Texte fourni:
A. Q. : J’ai connu une société qui avait réalisé cela à plus vaste échelle encore : l’Union soviétique. J’y suis allée au moment de la perestroika et j’ai pu constater combien cette société soi-disant égalitaire était minée par la corruption et par le désir d’échapper à ce fonctionnariat imposé. Par ailleurs, un de mes beaux-frères, israélien depuis la fondation de cet état, expliquait que la génération des enfants de celleux qui s’étaient installé·es en kibboutz en fuyant la shoah étaient parti·es vers les villes et vers une vie moins contrôlée d’avance, si douce fût-elle. Car l’envers du fonctionnariat, c’est le contrôle, l’empêchement d’innover, ce dont nos amis professeurs d’université sont tout à fait au courant.

Y. C. : J’insiste tout de même. Brutalement résumée, la proposition de Bernard Friot consiste à étendre à toutes et tous un statut protégé de la mise au chômage, mais non-équivalent à celui de fonctionnaire, puisque ce seraient des sortes de coopératives qui seraient financées. Cela impliquerait le versement à chacun·e d’un salaire financé par la cotisation sociale dès 18 ans, en échelonnant ce salaire selon quatre niveaux de qualification, le premier rémunéré autour de 1 700  mensuels, le quatrième plafonné vers 5 000 , avec des procédures d’évaluation pour validation progressive du passage à un niveau supérieur de qualification tout au long de la carrière.

A. Q. : Cela me semble l’organisation d’une gérontocratie. À l’ère du numérique, de l’entrée dans la vie de l’intelligence artificielle, cela me semble vraiment curieux. Il va falloir au contraire de plus en plus de mobilité mentale.

Y. C. : Je continue. Aux yeux de Bernard Friot, le couple formé par un « revenu garanti » potentiellement supplémenté d’un « revenu contributif » correspond aux besoins du maintien en place d’une économie capitaliste, par la persistance d’une « rémunération étroitement proportionnelle à la performance sur les marchés du travail ou, si l’on est indépendant, des biens et services » – ce qui n’est « politiquement possible que si est instauré un filet de sécurité inconditionnel5 ». Il dénonce le revenu universel, comme la béquille dont a besoin le capitalisme financier pour continuer à tenir debout et maintenir son régime d’exploitation.

A. Q. : Les handicapés répondront que les béquilles servent à marcher mais aussi à frapper. Mais restons en paix entre amis. Le revenu universel n’est pas le filet de sécurité qui accompagne le travail salarié, mais une somme d’argent, distribuée d’ailleurs par une autre puissance que le patron, qui permet à chacun·e de s’investir dans autre chose que son travail salarié, de sortir des limites de celui-ci par des innovations techniques ou sociales, ou carrément de bifurquer vers autre chose.

[Données du jeu de pointage]
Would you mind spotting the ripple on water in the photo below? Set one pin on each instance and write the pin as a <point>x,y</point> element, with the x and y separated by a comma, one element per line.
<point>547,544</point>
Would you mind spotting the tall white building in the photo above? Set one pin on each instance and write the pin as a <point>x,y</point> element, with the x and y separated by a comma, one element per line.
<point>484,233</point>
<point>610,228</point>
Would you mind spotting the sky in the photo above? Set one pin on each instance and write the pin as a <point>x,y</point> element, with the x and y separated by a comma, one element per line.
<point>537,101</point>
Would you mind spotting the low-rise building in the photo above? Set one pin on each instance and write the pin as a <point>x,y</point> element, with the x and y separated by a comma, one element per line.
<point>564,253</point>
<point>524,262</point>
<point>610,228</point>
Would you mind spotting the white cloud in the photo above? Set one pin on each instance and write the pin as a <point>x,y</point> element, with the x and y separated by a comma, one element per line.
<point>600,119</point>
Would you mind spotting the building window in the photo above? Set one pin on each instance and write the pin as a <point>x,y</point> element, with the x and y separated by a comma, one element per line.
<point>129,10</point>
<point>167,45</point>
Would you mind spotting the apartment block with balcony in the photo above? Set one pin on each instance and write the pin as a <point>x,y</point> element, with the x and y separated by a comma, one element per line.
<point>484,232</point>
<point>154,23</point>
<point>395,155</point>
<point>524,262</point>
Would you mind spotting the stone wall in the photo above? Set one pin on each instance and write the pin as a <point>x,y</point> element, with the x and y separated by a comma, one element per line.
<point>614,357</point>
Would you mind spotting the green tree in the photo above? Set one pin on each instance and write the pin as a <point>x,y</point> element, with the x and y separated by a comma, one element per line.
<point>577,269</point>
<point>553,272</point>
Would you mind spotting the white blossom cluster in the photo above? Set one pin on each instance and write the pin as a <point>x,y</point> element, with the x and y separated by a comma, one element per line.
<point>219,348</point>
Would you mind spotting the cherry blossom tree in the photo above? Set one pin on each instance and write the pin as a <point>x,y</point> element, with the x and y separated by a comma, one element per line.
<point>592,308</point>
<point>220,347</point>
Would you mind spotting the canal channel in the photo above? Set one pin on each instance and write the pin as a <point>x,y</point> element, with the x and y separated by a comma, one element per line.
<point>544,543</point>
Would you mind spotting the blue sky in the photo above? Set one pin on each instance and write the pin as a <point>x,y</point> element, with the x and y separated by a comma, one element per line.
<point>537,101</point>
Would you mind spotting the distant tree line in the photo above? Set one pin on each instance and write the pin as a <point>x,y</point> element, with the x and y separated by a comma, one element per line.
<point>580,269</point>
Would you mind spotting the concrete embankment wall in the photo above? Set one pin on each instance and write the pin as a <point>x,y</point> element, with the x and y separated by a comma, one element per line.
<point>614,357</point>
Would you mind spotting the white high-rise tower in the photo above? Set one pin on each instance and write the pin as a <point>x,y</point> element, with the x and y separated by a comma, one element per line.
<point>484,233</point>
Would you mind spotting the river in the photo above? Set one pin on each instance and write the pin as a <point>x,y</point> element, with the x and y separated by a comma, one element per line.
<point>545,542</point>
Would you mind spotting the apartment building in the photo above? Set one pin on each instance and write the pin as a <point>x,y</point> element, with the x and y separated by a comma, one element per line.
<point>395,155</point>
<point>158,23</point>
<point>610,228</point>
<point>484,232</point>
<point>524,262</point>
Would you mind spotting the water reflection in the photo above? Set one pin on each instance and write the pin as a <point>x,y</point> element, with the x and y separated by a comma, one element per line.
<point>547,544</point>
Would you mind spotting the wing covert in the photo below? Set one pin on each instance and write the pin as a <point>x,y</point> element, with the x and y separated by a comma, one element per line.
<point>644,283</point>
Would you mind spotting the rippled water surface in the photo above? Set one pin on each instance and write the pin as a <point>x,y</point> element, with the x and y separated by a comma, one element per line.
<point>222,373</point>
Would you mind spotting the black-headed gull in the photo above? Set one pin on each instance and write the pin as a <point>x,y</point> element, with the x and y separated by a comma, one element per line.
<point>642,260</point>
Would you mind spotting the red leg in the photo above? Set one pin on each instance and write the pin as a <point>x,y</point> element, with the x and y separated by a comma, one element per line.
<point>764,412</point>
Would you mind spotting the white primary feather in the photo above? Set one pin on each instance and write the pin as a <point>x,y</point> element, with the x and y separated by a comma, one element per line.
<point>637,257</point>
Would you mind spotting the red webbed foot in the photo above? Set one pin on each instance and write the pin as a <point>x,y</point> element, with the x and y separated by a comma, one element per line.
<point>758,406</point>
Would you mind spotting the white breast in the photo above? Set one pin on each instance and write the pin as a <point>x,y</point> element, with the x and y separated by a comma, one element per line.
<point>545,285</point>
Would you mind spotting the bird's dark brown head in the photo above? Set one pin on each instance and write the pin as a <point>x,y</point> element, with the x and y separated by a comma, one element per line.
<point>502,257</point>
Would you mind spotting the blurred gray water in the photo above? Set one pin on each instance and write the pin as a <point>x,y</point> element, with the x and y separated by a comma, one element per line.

Travail à faire:
A. Recopiez sans rien changer le passage de l'entretien qui commence par « Y. C. : J’insiste tout de » et se poursuit jusqu'à « de la carrière. ».
B. D'après l'entretien, à partir de quel âge chacun·e recevrait-il le salaire prévu par la proposition de Bernard Friot ?
Ces données n'ont aucun lien avec l'entretien.

Résultats:
A.
Y. C. : J’insiste tout de même. Brutalement résumée, la proposition de Bernard Friot consiste à étendre à toutes et tous un statut protégé de la mise au chômage, mais non-équivalent à celui de fonctionnaire, puisque ce seraient des sortes de coopératives qui seraient financées. Cela impliquerait le versement à chacun·e d’un salaire financé par la cotisation sociale dès 18 ans, en échelonnant ce salaire selon quatre niveaux de qualification, le premier rémunéré autour de 1 700  mensuels, le quatrième plafonné vers 5 000 , avec des procédures d’évaluation pour validation progressive du passage à un niveau supérieur de qualification tout au long de la carrière.

B. Dès 18 ans.